Task goal: Omit all images. Write out the rest of the material exactly.
## BEGIN Dataset records
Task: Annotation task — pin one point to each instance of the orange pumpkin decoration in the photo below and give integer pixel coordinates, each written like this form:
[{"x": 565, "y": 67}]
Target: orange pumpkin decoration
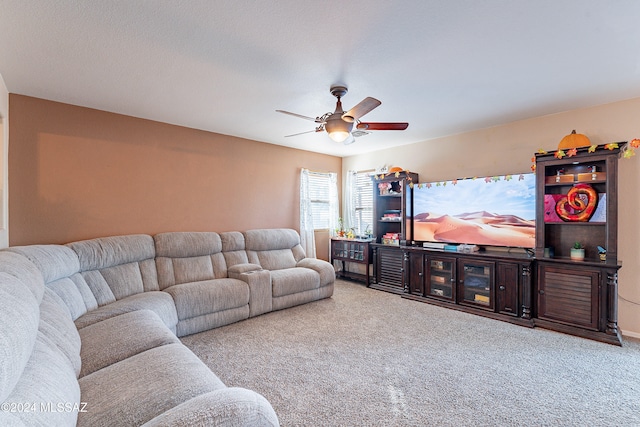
[{"x": 574, "y": 140}]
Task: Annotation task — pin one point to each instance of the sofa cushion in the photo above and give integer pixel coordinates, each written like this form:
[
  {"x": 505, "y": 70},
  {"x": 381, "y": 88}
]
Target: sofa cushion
[
  {"x": 225, "y": 407},
  {"x": 117, "y": 267},
  {"x": 59, "y": 266},
  {"x": 24, "y": 270},
  {"x": 183, "y": 257},
  {"x": 159, "y": 302},
  {"x": 209, "y": 296},
  {"x": 293, "y": 280},
  {"x": 273, "y": 249},
  {"x": 19, "y": 320},
  {"x": 48, "y": 381},
  {"x": 323, "y": 268},
  {"x": 141, "y": 387},
  {"x": 56, "y": 324},
  {"x": 149, "y": 332}
]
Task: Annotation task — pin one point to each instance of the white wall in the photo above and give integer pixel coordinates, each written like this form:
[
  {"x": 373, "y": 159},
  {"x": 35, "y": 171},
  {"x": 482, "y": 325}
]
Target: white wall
[
  {"x": 508, "y": 149},
  {"x": 4, "y": 155}
]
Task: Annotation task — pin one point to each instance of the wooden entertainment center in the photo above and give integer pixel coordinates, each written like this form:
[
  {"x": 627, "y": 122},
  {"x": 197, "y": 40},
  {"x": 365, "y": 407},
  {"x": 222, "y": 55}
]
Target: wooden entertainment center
[{"x": 544, "y": 287}]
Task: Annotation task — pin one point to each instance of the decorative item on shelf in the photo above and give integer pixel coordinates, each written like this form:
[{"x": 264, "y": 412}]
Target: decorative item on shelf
[
  {"x": 340, "y": 230},
  {"x": 628, "y": 150},
  {"x": 574, "y": 140},
  {"x": 578, "y": 205},
  {"x": 384, "y": 188},
  {"x": 577, "y": 252},
  {"x": 391, "y": 239},
  {"x": 396, "y": 171},
  {"x": 602, "y": 253}
]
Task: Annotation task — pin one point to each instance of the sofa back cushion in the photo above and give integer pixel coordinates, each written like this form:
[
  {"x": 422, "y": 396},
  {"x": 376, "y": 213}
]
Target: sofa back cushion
[
  {"x": 117, "y": 267},
  {"x": 274, "y": 249},
  {"x": 184, "y": 257},
  {"x": 39, "y": 348},
  {"x": 60, "y": 268},
  {"x": 233, "y": 248}
]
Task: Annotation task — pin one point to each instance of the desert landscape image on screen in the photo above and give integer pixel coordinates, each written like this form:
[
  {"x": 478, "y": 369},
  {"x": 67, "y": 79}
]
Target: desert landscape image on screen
[{"x": 491, "y": 211}]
## END Dataset records
Solution for this problem:
Task: Annotation task — pin one point to each instance of the orange pumpkin decoration in the photo below and give integer pixel coordinates, each written like this form:
[{"x": 565, "y": 67}]
Target: orange pumpkin decoration
[{"x": 574, "y": 140}]
Task: Annotation task — pin one point to each instance of the sofa cushion in the photo above and give integer pixel coordinates, each written like this form:
[
  {"x": 505, "y": 70},
  {"x": 381, "y": 88}
]
Target: sofa cushion
[
  {"x": 225, "y": 407},
  {"x": 117, "y": 267},
  {"x": 59, "y": 266},
  {"x": 24, "y": 270},
  {"x": 183, "y": 257},
  {"x": 159, "y": 302},
  {"x": 209, "y": 296},
  {"x": 293, "y": 280},
  {"x": 273, "y": 249},
  {"x": 19, "y": 320},
  {"x": 48, "y": 381},
  {"x": 323, "y": 268},
  {"x": 141, "y": 387},
  {"x": 56, "y": 324},
  {"x": 149, "y": 332}
]
Task: Annotation task — pin one point to each instance of the white wall in the photo above and give integer pixel coordinates, each written like this form:
[
  {"x": 373, "y": 159},
  {"x": 35, "y": 171},
  {"x": 482, "y": 325}
]
Target: white wall
[
  {"x": 508, "y": 149},
  {"x": 4, "y": 155}
]
Task: Annotation task — pin one point to each instance of the wooden entertainment center in the photo above and give integer pixel coordinates, each written like this form:
[
  {"x": 627, "y": 122},
  {"x": 197, "y": 40},
  {"x": 365, "y": 407},
  {"x": 222, "y": 55}
]
Target: wooden entertainment center
[{"x": 544, "y": 287}]
Task: Annotation task — pin one point to each instance of the decorative item on shelf in the photo above and give integer pixel coordinates, each written like this form:
[{"x": 264, "y": 412}]
Target: decorative item on shelf
[
  {"x": 340, "y": 230},
  {"x": 628, "y": 150},
  {"x": 574, "y": 140},
  {"x": 578, "y": 205},
  {"x": 384, "y": 188},
  {"x": 577, "y": 252},
  {"x": 391, "y": 239},
  {"x": 396, "y": 171},
  {"x": 602, "y": 253}
]
Task: Annotation task — pin one point to each instance of the sofa back cushion in the photo above and give integer pixel coordinates, each written like this form:
[
  {"x": 422, "y": 396},
  {"x": 376, "y": 213}
]
Target: sofa back cushion
[
  {"x": 117, "y": 267},
  {"x": 274, "y": 249},
  {"x": 184, "y": 257},
  {"x": 39, "y": 348},
  {"x": 60, "y": 268},
  {"x": 233, "y": 248}
]
Task: Annotation task — pin one point to each instance of the desert landscape image on screen in the photo above and give integer pixel coordinates, each written like this form:
[
  {"x": 478, "y": 369},
  {"x": 67, "y": 79}
]
Target: desert landscape image on screen
[{"x": 491, "y": 211}]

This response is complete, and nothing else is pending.